→ **Assigned task**: Extract exactly and only the lines of the data below, starting at the line with "Point to every instance of the snowfield" and stopping after the final line.
++++++
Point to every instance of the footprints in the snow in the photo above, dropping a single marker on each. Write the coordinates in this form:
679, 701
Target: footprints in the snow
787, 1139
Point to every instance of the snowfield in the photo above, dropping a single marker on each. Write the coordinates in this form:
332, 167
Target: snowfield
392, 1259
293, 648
++++++
→ **Answer to the exercise**:
Point to every instance of the snowfield in the photo above, dropping a single marker on each. Write the coordinates in this form:
332, 167
Target: snowfield
392, 1259
293, 648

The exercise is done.